- _Given information_:
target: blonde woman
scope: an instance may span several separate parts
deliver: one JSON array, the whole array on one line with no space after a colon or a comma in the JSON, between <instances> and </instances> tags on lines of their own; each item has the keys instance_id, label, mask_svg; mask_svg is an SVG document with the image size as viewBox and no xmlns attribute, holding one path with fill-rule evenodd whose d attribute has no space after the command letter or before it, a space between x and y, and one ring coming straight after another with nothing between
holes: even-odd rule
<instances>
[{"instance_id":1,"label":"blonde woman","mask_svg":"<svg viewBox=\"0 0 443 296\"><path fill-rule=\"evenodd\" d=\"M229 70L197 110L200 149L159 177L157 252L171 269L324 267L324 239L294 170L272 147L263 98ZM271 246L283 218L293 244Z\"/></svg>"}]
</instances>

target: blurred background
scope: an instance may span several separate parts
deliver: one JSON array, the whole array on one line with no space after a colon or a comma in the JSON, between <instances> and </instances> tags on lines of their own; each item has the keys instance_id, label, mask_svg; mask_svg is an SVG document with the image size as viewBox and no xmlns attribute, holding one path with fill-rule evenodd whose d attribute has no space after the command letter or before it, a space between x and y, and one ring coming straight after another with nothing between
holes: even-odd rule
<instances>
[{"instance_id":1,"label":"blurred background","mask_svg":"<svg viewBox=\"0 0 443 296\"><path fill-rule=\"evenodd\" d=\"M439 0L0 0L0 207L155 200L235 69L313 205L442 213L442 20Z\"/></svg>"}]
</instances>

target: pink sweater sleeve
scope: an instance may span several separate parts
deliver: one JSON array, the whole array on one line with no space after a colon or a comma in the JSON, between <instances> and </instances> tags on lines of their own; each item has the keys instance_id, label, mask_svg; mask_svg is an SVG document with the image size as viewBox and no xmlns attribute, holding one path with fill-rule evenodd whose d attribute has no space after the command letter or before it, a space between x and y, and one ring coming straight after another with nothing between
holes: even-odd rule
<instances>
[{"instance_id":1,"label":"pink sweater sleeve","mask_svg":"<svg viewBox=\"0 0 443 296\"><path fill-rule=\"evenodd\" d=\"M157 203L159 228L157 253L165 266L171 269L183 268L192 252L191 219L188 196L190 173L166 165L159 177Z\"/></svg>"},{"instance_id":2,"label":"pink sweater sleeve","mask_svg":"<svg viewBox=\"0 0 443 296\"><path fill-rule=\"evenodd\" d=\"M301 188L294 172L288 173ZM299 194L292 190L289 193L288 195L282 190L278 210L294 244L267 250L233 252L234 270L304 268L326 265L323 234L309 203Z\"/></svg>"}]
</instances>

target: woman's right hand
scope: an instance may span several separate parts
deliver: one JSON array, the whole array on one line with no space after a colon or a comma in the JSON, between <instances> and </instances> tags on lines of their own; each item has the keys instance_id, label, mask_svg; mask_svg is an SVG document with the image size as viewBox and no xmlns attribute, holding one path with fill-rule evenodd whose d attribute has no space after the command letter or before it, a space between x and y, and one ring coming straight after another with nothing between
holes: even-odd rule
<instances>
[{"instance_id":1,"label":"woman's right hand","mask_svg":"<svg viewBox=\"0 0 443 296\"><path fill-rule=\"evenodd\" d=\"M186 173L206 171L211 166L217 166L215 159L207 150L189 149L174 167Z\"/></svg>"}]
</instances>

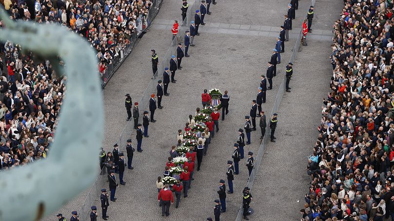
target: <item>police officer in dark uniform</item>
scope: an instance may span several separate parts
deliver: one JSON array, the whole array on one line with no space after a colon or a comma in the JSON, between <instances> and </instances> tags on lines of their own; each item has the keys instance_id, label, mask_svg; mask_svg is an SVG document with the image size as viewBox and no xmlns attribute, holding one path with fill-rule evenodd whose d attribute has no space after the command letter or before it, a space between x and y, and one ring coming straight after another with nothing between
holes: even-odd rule
<instances>
[{"instance_id":1,"label":"police officer in dark uniform","mask_svg":"<svg viewBox=\"0 0 394 221\"><path fill-rule=\"evenodd\" d=\"M306 17L306 19L308 19L308 32L312 32L312 30L311 29L311 26L312 26L312 20L313 19L314 16L313 12L313 6L311 5L309 7L309 10L308 11L308 15Z\"/></svg>"},{"instance_id":2,"label":"police officer in dark uniform","mask_svg":"<svg viewBox=\"0 0 394 221\"><path fill-rule=\"evenodd\" d=\"M155 74L158 71L158 55L156 54L156 51L154 49L151 50L152 52L152 70L153 71L153 77L155 77ZM151 79L153 79L152 77Z\"/></svg>"},{"instance_id":3,"label":"police officer in dark uniform","mask_svg":"<svg viewBox=\"0 0 394 221\"><path fill-rule=\"evenodd\" d=\"M270 128L271 129L271 139L272 142L275 142L275 139L276 139L274 134L275 133L275 129L276 129L276 123L277 123L277 119L276 119L277 113L274 113L274 115L271 117L271 121L270 121Z\"/></svg>"},{"instance_id":4,"label":"police officer in dark uniform","mask_svg":"<svg viewBox=\"0 0 394 221\"><path fill-rule=\"evenodd\" d=\"M158 90L158 93L156 94L158 96L158 108L159 109L162 109L163 106L161 106L161 99L163 98L163 86L161 85L161 80L158 81L158 85L156 86L156 89Z\"/></svg>"},{"instance_id":5,"label":"police officer in dark uniform","mask_svg":"<svg viewBox=\"0 0 394 221\"><path fill-rule=\"evenodd\" d=\"M97 221L97 217L98 216L97 215L97 207L94 205L90 208L92 209L92 212L90 212L90 221Z\"/></svg>"},{"instance_id":6,"label":"police officer in dark uniform","mask_svg":"<svg viewBox=\"0 0 394 221\"><path fill-rule=\"evenodd\" d=\"M127 110L127 121L131 120L131 108L133 107L133 104L131 103L131 97L130 95L128 93L126 94L126 101L124 102L124 105L126 106L126 110Z\"/></svg>"},{"instance_id":7,"label":"police officer in dark uniform","mask_svg":"<svg viewBox=\"0 0 394 221\"><path fill-rule=\"evenodd\" d=\"M289 87L289 83L290 82L290 79L293 75L293 64L289 63L288 65L286 66L286 91L290 92L289 91L291 88Z\"/></svg>"},{"instance_id":8,"label":"police officer in dark uniform","mask_svg":"<svg viewBox=\"0 0 394 221\"><path fill-rule=\"evenodd\" d=\"M249 187L247 186L243 189L243 191L242 191L242 193L243 194L242 198L243 219L246 220L249 220L249 218L248 218L247 216L250 214L250 213L248 211L248 209L249 208L250 202L252 201L252 199L253 199L252 194L249 192L250 190L250 189Z\"/></svg>"},{"instance_id":9,"label":"police officer in dark uniform","mask_svg":"<svg viewBox=\"0 0 394 221\"><path fill-rule=\"evenodd\" d=\"M136 150L133 145L131 144L131 139L127 140L127 145L126 146L126 151L127 153L127 167L129 169L133 169L134 168L131 166L131 163L133 162L133 157L134 156L134 151Z\"/></svg>"},{"instance_id":10,"label":"police officer in dark uniform","mask_svg":"<svg viewBox=\"0 0 394 221\"><path fill-rule=\"evenodd\" d=\"M184 21L185 18L186 18L186 13L187 12L187 9L189 8L189 4L187 3L186 0L183 0L183 3L182 3L182 8L180 10L182 10L182 21Z\"/></svg>"},{"instance_id":11,"label":"police officer in dark uniform","mask_svg":"<svg viewBox=\"0 0 394 221\"><path fill-rule=\"evenodd\" d=\"M100 200L101 201L101 209L102 209L102 219L107 220L107 218L109 217L107 216L107 210L108 209L109 202L108 202L108 196L107 195L107 190L101 189L101 195L100 196Z\"/></svg>"},{"instance_id":12,"label":"police officer in dark uniform","mask_svg":"<svg viewBox=\"0 0 394 221\"><path fill-rule=\"evenodd\" d=\"M138 119L139 118L139 111L138 110L138 102L134 103L134 109L133 109L133 118L134 118L134 129L137 129Z\"/></svg>"},{"instance_id":13,"label":"police officer in dark uniform","mask_svg":"<svg viewBox=\"0 0 394 221\"><path fill-rule=\"evenodd\" d=\"M56 215L56 217L59 219L59 221L66 221L66 218L63 217L63 214L61 213L59 213L57 215Z\"/></svg>"}]
</instances>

- _Given instruction_: List every line in the items above that contains the word "target". Case counts.

- _Written solution_:
target: blonde woman
target: blurred background
target: pink sweater sleeve
target: woman's right hand
target: <item>police officer in dark uniform</item>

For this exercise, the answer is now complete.